» **Passage given**:

The Niagara Gorge Geotrail

Aerial image of a turqoise river with white water. Surrounding the river is cliffs with greenery. Text on top of the photo reads "Geoscience Today. The Niagara Gorge Geotrail."

The beautiful Niagara Gorge is made up of steep walls that rise on either side of the Niagara River, downstream of Niagara Falls, extending to Queenston, Ontario (and Lewiston, New York, depending which side of the river you’re standing on). The gorge itself is a geoscientist’s dream. The colourful rock units that lie one on top of the other may look like layers on a wedding cake but are in fact more like pages of a really good book (see image 1). Our book begins in the Late Ordovician Period, approximately 448 million years ago, at the bottom of the gorge, just above the river’s surface, with a long and juicy chapter called the Queenston Shale. The plot oscillates throughout the book as you read upwards through chapters of dolostone, limestone, sandstone, and shale. The book ends powerfully (note: spoilers ahead) in the Late Silurian Period (about 425 million years ago) with the limestones and dolostones of the Lockport Group, located at the very top of the gorge. The composition of each rock unit can tell us so much information about what the environment was like here, water depth, the types of organisms that lived at the time that the sediment was deposited, and much more. We don’t see giant 11-kilometre-long rock walls like this everywhere, so who or what do we have to thank for this geologic feature? Turns out, it’s just water being water.

Outcrop in Niagara showing different layers of rocks amongst trees and bushes.
Image 1: Escarpment in Niagara Gorge, near Niagara Power Vista, the power plant on the American side of the river.

Southern Ontario has been through its fair share of glacial events. The most recent glacial event, called the Wisconsin Glaciation, lasted roughly 75,000 to 11,000 years ago. The amount of ice that was present in the area cannot be overstated; an ice sheet approximately 1-3 kilometres thick covered the Niagara region! As you can imagine, once this ice started to melt, it produced massive amounts of water. It was all this water that reshaped the water landscape of Ontario, creating new lakes, rivers, and streams, in addition to carving out land features that affect drainage patterns. The Niagara River was formed from this glacial meltwater, as it flowed from early Lake Erie to what is now Lake Ontario (but was the ancient Lake Iroquois at the time). When the Niagara River first started to flow, it would fall over the Niagara Escarpment at its original location, flush with the rest of the escarpment in the Queenston area. It didn’t take long, however, for the water to start eroding away at the escarpment in the river channel (see image 2). The rock units of the escarpment vary in their resistance to erosion. Shale, for example, is more easily eroded by fast-flowing water than limestone. As such, these rock units would erode away first beneath the top Lockport Group layer of dolostone and limestone (we call this top erosion-resistant layer a “caprock”), which would eventually lead to the dolostone/limestone caprock breaking off due to a lack of underlying support. Over the last 12,000 years, Niagara Falls has moved upstream (due to erosion) approximately 11 km! This makes it one of the fastest moving waterfalls in the world (see video below)!

» **Record excerpts**:
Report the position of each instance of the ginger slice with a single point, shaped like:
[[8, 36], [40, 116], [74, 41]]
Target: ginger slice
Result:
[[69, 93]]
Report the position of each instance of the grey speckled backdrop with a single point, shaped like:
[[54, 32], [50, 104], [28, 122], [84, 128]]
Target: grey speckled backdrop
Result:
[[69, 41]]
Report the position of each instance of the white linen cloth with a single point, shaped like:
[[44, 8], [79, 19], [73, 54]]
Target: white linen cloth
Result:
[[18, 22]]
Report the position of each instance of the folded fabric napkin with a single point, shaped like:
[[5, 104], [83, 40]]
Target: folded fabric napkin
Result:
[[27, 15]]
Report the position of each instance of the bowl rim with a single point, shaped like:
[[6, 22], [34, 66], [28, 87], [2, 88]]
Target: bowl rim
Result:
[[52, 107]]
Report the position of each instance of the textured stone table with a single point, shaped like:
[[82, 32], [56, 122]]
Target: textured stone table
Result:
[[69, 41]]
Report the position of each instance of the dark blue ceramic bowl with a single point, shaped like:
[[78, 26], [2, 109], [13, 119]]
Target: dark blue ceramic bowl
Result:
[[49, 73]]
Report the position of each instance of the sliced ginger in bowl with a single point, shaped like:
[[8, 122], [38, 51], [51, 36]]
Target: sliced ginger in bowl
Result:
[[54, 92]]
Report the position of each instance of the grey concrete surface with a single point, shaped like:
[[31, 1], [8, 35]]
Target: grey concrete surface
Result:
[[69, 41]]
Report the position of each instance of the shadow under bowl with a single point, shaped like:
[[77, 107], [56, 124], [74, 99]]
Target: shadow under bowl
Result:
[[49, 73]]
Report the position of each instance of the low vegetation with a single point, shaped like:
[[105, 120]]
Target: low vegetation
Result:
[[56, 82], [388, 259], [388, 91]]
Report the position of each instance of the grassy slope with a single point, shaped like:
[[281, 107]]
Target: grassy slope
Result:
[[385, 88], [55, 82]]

» **Given instruction A**: In the Niagara Gorge text, write out everything from "Outcrop in Niagara" down to "of the river.", substituting "generating station" for "power plant".
» **Given instruction B**: Name every lake that the Niagara Gorge text mentions by name.
» **Given instruction C**: Carry on the Niagara Gorge text from its final sentence.
The records come from somewhere other than the text about the gorge.

» **Task result A**:
Outcrop in Niagara showing different layers of rocks amongst trees and bushes.
Image 1: Escarpment in Niagara Gorge, near Niagara Power Vista, the generating station on the American side of the river.

» **Task result B**: Lake Erie, Lake Ontario, Lake Iroquois

» **Task result C**:
Diagram showing erosion of the Niagara escarpment from river water.
Image 2: Schematic diagram showing how the less resistant shale layers erode faster than the more resistant dolostone/limestone caprock (top layer), ultimately causing a ledge that becomes unstable and breaks off. This process erodes Niagara Falls further upstream over time.
Video: Animation showing the movement of Niagara Falls over the past 12,000 years through erosional processes.

Even though Niagara Falls gets all the glory, no trip to the area would be complete without visiting the Whirlpool. Located downstream from the falls, it has a maximum depth of 83 metres and produces such powerful currents that the resulting change in water levels resembles marine tides (see image 3)! When the falls eroded from the rest of the Niagara Escarpment to the location of the Whirlpool, it began to erode through the ancient glacial sediments that had filled in the St. David’s Buried Gorge. These glacial sediments were less resistant to erosion than the surrounding Paleozoic sediments, so more erosion occurred here, forming a wider section of the gorge. This also caused the Niagara River to change direction; this direction change is responsible for the turbulent waters in the Whirlpool (see image 4).

Aerial image of turquoise water with a whirlpool rapid in the middle of the river. There are cliffs on either side with trees and greenery.
Image 3. The Niagara Whirlpool, located downstream of Niagara Falls. The strong currents here cause water levels to change, creating what resembles marine tides!

The Niagara Whirlpool area has some fantastic geology that can be visited in person, but you have to know where to look. The Niagara Gorge Geotrail, available through GeoscienceINFO.com is a great resource that not only provides exact map-based GPS locations, but it also tells you what geological features you are looking at and how they formed.

Google Earth photo of the Niagara whirlpool
Image 4. Google Earth image of Niagara River, showing the Niagara Whirlpool. This is where the escarpment encountered glacial deposits of the St. David’s Buried Gorge, which resulted in more erosion and a change in river direction.

The Niagara Gorge Geotrail begins by setting the scene beside the Niagara Glen Nature Centre. At this stop you are standing directly on the Wintergreen Flats, which at this location form a promontory – a point of high land that extends out as a headland. Stop #2 provides a fantastic view of the magnificent rock units of the escarpment on the American side. This is best viewed in the early afternoon, as the sun lights up the different coloured layers of shales, sandstones, dolostones, and limestones. When you look at this horizontal rainbow of rocks, think about the different environments that were present at the time they were deposited. From the deeper seas that deposited the shales, to the shallower seas of the sandstones, to the often-busy metropolises of marine organisms that led to the limestone deposits.

If fossils are your thing (which I know they are), stops three and five have just what you need. A giant fossilized coral reef allows you to play detective and search for all kinds of little critters from bryozoans to little now-disarticulated crinoid ossicles that once stood tall one on top of each other, holding up the fleshy part of the animal in its calyx at the top. A fallen block of dolostone contains a fossilized trilobite, a class of invertebrates that went completely extinct just before the dinosaurs came on the scene, approximately 250 million years ago (see image 5).

Close up photo of a fossil with a camera lens beside it for scale.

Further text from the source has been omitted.